Without the pictures, set down every line of the data exactly.

[START OF Given information]

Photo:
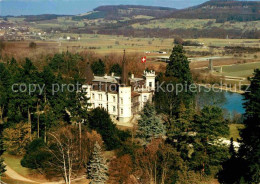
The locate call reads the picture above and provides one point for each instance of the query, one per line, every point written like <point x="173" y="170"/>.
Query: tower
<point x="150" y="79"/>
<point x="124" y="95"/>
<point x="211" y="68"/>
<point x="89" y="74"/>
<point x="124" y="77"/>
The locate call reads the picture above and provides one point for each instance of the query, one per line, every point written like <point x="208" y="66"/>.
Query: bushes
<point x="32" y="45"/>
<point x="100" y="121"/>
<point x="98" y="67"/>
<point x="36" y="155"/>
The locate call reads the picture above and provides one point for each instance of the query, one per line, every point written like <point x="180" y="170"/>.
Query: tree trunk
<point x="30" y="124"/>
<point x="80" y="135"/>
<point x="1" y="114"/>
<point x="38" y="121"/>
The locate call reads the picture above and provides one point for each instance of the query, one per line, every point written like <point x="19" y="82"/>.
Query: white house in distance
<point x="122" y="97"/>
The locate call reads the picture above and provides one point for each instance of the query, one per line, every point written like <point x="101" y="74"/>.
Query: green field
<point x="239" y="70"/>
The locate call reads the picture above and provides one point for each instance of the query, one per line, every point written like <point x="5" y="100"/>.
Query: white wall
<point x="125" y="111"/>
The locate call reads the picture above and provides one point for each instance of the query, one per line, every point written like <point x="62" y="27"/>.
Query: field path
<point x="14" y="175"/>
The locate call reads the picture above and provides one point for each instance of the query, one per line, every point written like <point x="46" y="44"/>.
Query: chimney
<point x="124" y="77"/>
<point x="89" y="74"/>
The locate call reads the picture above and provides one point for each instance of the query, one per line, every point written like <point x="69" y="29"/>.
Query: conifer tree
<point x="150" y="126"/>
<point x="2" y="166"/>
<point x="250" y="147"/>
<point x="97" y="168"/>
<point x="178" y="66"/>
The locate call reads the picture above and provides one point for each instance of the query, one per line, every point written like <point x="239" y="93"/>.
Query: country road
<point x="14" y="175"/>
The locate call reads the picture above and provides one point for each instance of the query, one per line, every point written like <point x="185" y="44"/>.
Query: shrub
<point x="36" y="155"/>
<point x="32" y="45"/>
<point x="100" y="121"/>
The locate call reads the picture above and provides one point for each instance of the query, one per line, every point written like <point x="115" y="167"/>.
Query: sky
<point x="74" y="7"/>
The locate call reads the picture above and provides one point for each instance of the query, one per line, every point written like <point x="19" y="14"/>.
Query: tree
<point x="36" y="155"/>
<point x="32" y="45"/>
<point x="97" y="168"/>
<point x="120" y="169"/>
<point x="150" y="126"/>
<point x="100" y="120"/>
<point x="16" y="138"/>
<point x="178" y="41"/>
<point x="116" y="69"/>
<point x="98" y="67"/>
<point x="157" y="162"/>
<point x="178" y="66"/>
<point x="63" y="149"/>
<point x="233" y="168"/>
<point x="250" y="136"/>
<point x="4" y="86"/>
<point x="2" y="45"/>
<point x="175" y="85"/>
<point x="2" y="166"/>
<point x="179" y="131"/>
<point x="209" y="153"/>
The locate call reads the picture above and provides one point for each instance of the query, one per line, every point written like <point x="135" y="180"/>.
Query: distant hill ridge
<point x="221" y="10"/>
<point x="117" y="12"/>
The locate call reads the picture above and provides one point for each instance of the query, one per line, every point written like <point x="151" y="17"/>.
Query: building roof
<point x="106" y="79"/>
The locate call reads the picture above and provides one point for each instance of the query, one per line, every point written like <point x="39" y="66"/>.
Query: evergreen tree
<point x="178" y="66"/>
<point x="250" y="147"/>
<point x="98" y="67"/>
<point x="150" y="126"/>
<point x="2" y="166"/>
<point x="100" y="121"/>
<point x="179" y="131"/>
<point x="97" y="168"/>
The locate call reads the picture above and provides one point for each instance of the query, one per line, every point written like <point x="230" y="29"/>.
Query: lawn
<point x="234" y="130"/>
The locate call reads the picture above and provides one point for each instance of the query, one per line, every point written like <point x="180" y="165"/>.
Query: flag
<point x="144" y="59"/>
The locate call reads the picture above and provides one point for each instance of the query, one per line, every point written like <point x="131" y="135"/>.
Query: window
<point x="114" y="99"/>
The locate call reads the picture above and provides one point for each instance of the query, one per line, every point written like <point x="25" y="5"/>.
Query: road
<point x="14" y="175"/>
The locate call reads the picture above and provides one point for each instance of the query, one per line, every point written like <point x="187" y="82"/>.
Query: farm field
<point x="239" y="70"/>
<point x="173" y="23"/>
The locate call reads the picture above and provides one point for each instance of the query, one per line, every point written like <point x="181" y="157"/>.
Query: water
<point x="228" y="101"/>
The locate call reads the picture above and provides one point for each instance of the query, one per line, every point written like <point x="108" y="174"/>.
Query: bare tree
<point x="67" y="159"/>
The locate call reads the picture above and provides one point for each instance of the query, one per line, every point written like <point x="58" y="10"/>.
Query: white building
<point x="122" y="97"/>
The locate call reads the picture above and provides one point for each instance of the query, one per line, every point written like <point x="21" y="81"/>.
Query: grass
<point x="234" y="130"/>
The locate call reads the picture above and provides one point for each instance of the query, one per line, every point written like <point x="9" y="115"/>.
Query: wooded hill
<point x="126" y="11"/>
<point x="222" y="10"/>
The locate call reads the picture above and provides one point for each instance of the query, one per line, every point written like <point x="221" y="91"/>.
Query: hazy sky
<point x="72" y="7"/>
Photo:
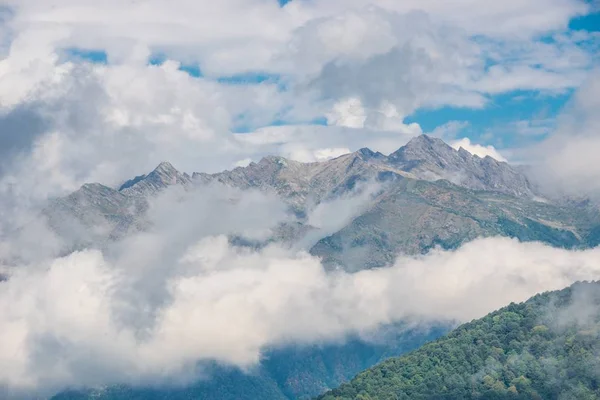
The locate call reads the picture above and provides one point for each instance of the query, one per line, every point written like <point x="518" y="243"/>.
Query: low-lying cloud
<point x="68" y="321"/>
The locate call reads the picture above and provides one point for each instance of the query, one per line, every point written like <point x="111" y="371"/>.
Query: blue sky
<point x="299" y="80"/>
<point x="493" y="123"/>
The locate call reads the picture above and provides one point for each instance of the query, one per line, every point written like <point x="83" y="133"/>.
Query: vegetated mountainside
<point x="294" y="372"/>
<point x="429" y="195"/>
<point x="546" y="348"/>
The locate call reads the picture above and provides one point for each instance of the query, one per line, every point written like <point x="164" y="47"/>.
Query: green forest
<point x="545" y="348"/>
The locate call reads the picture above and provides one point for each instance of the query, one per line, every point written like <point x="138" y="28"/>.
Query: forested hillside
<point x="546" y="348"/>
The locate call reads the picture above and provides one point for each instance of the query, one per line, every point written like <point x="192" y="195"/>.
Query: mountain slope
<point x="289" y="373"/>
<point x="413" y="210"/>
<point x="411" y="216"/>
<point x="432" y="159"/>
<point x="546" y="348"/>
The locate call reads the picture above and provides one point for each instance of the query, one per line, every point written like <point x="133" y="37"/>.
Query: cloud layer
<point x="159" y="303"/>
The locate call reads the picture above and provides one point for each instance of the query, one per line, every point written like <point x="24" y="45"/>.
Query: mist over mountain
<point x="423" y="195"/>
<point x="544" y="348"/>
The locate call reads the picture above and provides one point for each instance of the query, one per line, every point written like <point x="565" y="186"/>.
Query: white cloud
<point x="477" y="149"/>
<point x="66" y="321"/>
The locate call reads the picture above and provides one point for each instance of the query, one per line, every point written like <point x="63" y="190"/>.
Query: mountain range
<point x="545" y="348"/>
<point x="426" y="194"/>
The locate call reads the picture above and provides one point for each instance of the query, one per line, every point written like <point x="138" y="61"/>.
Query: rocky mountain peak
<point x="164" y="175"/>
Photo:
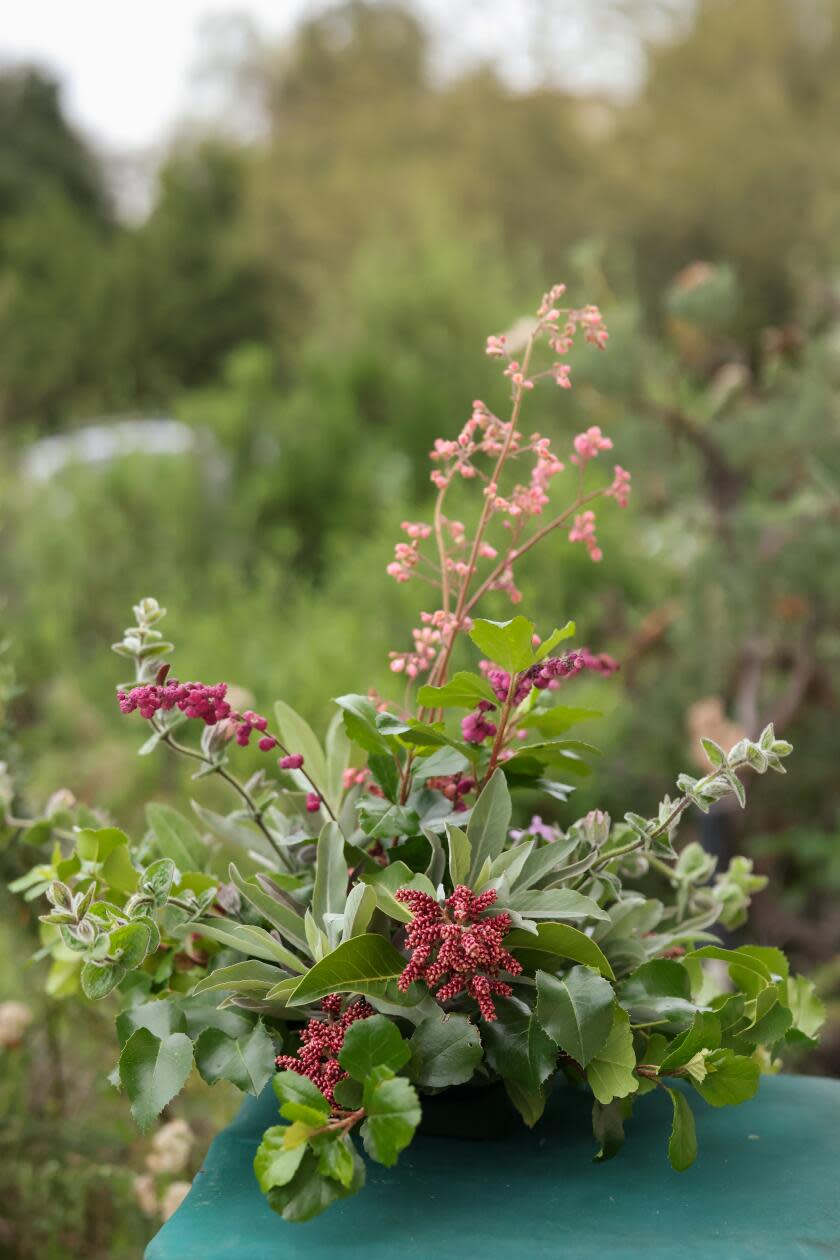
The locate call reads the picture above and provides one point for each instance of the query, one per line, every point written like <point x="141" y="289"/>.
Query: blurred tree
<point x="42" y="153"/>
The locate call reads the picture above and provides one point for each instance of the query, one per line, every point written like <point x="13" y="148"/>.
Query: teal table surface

[END OF Given information]

● Result of the task:
Photo:
The locate call reads the picture above and provides one point for each instance of the query, one per line, every point written like <point x="173" y="170"/>.
Query: tower
<point x="150" y="79"/>
<point x="124" y="95"/>
<point x="211" y="68"/>
<point x="89" y="74"/>
<point x="124" y="77"/>
The locate call reads the picture above and provides one point for each instance of the query, one per line, every point written like <point x="208" y="66"/>.
Query: bushes
<point x="32" y="45"/>
<point x="100" y="121"/>
<point x="98" y="67"/>
<point x="36" y="155"/>
The locate call reads the picture above and provides one point for each instance of the query, one per line, every point written like <point x="180" y="170"/>.
Query: tree trunk
<point x="30" y="124"/>
<point x="80" y="135"/>
<point x="1" y="114"/>
<point x="38" y="121"/>
The locate call reads the picture above and provides one point for each instance of the query, one per line, every point written like <point x="19" y="82"/>.
Query: white house in distance
<point x="122" y="97"/>
The locate call reads the picture above and provides one point for each instance of the query, one per line, every point written like <point x="101" y="74"/>.
Query: green field
<point x="239" y="70"/>
The locate call reads the picture above and provides one point for each instance of the query, one per line, every point written like <point x="5" y="100"/>.
Query: white wall
<point x="125" y="111"/>
The locate call reads the picture above and provides one point for each instance of the query, one per line, every point written like <point x="62" y="27"/>.
Query: field path
<point x="14" y="175"/>
The locate call reads the picture above and provides one point for each instance of the query, one per line, every point written like <point x="46" y="44"/>.
Query: chimney
<point x="124" y="77"/>
<point x="89" y="74"/>
The locate call reads the picture above and provides one point for each instance of the query, one per line, every point written like <point x="69" y="29"/>.
Query: conifer tree
<point x="150" y="126"/>
<point x="2" y="166"/>
<point x="250" y="147"/>
<point x="97" y="168"/>
<point x="178" y="66"/>
The locate call reads the picture above and provides one point for each instance of the query, one per line, every point written like <point x="239" y="93"/>.
Query: country road
<point x="14" y="175"/>
The locate call reads the picture above and provides one point for each instance of the query, one per line, every point written like <point x="185" y="44"/>.
Query: shrub
<point x="36" y="155"/>
<point x="32" y="45"/>
<point x="100" y="121"/>
The locate call reads the picture above and provides one point for each instance of the query, one per line, every point written like <point x="115" y="167"/>.
Query: sky
<point x="74" y="7"/>
The locate call reads the picture above and provides one point for each instance of the query, one per line, every point written like <point x="19" y="14"/>.
Query: tree
<point x="36" y="155"/>
<point x="32" y="45"/>
<point x="97" y="168"/>
<point x="120" y="169"/>
<point x="150" y="126"/>
<point x="100" y="120"/>
<point x="16" y="138"/>
<point x="178" y="41"/>
<point x="116" y="69"/>
<point x="98" y="67"/>
<point x="157" y="162"/>
<point x="178" y="66"/>
<point x="63" y="149"/>
<point x="233" y="168"/>
<point x="250" y="136"/>
<point x="4" y="86"/>
<point x="2" y="45"/>
<point x="175" y="85"/>
<point x="2" y="166"/>
<point x="179" y="131"/>
<point x="209" y="153"/>
The locate call reads the picture above and provides one point for each instance of the query, one per line, every point written like <point x="135" y="180"/>.
Query: distant hill ridge
<point x="221" y="10"/>
<point x="117" y="12"/>
The locate call reads the picture above and provides one point for each instance of the query, one per line, every point written like <point x="151" y="17"/>.
Query: building roof
<point x="106" y="79"/>
The locate call reads the picture above and provides one point for each instance of the query, one per line, every point written like <point x="39" y="66"/>.
Query: evergreen tree
<point x="178" y="66"/>
<point x="250" y="147"/>
<point x="98" y="67"/>
<point x="150" y="126"/>
<point x="2" y="166"/>
<point x="100" y="121"/>
<point x="179" y="131"/>
<point x="97" y="168"/>
The locate call reads the picture above and provides one point for each instance of the query, one per line, every point written like <point x="230" y="29"/>.
Query: lawn
<point x="234" y="130"/>
The locate call reads the picture above and provides one point for each instance of the query, one per line, every point written like <point x="180" y="165"/>.
Query: flag
<point x="144" y="59"/>
The locate call reads the picture above and provides one point for each instance of the query, one per line, every point written like <point x="131" y="135"/>.
Query: window
<point x="114" y="99"/>
The locate call reads the picture above and provides one point for each instance of the query, one per line, every point written like <point x="25" y="5"/>.
Query: road
<point x="14" y="175"/>
The locate call reads the picture above and provides one point for each instance of the query, one per line, every point written like <point x="187" y="82"/>.
Query: farm field
<point x="239" y="70"/>
<point x="173" y="23"/>
The locate call reads the picture above and provides one point for each instance of the query, one per line, every point written like <point x="181" y="157"/>.
Query: water
<point x="228" y="101"/>
The locate call reads the picture above and provides one point for each instance of the query, one per line, every point written like <point x="108" y="174"/>.
Query: bare tree
<point x="67" y="159"/>
The locate call reads the picture above and provides one point for each instance of the query, one per line, every point written like <point x="58" y="10"/>.
Query: white building
<point x="122" y="97"/>
The locate call reads the picture above and provides one point for each instance of the query, one per line, every point written like <point x="21" y="81"/>.
Query: grass
<point x="234" y="130"/>
The locate call reads the picture above and provides one point for each instance of the query, one per line, every point written like <point x="9" y="115"/>.
Query: wooded hill
<point x="126" y="11"/>
<point x="222" y="10"/>
The locate call reads the picture above and provides one point for each instance of the query, one per line, every point written like <point x="221" y="91"/>.
Query: hazy sky
<point x="72" y="7"/>
Photo:
The locate call reads the picture above and provides one point for each instance of the query, one per line, every point written like <point x="518" y="243"/>.
Query: low-lying cloud
<point x="68" y="321"/>
The locate call reads the picture above and provides one point for each instance of the query, one per line, every point written like <point x="111" y="371"/>.
Query: blue sky
<point x="299" y="80"/>
<point x="493" y="123"/>
The locate call reads the picture above and provides one point for each instance of the query, one per line, every point written like <point x="83" y="133"/>.
Query: vegetated mountainside
<point x="294" y="372"/>
<point x="429" y="195"/>
<point x="546" y="348"/>
The locate call reads the picture above and provides one point for each instance of the query, one per line, every point written like <point x="164" y="47"/>.
Query: green forest
<point x="545" y="348"/>
The locate call reads the picture above and provides one point for each instance of the query, one per line, every point written like <point x="138" y="28"/>.
Query: forested hillside
<point x="546" y="348"/>
The locate call reads the picture above and provides one point for each instance of the query, one per line, every point written like <point x="192" y="195"/>.
Query: mountain slope
<point x="289" y="373"/>
<point x="413" y="210"/>
<point x="411" y="216"/>
<point x="432" y="159"/>
<point x="546" y="348"/>
The locate call reads the picture above and provides one point for each instance of the query, one per line, every point written like <point x="133" y="37"/>.
Query: cloud layer
<point x="159" y="303"/>
The locate call reads the picture above and provides one point for each instance of the query, one per line, every point written like <point x="24" y="45"/>.
Query: mist over mountain
<point x="423" y="195"/>
<point x="544" y="348"/>
The locate call reads the picture above and provides one point for each instance of the query, one per line, every point written like <point x="565" y="186"/>.
Query: white cloud
<point x="477" y="149"/>
<point x="66" y="321"/>
The locate call reads the picture above and provides one point for each instance of the query, one per line, every point written like <point x="63" y="190"/>.
Query: mountain range
<point x="545" y="348"/>
<point x="426" y="194"/>
The locate call reads the picture above and provides one point for each instance of the query, one per line, every point written like <point x="138" y="61"/>.
Query: rocky mountain peak
<point x="164" y="175"/>
Photo:
The locate call reads the picture above and provides one point for each instance of the query, one per line, every point written like <point x="141" y="289"/>.
Query: blurred tree
<point x="42" y="153"/>
The locate call reads the picture above and provides one point for each instance of the query, one per line, every point written like <point x="13" y="148"/>.
Query: teal table surface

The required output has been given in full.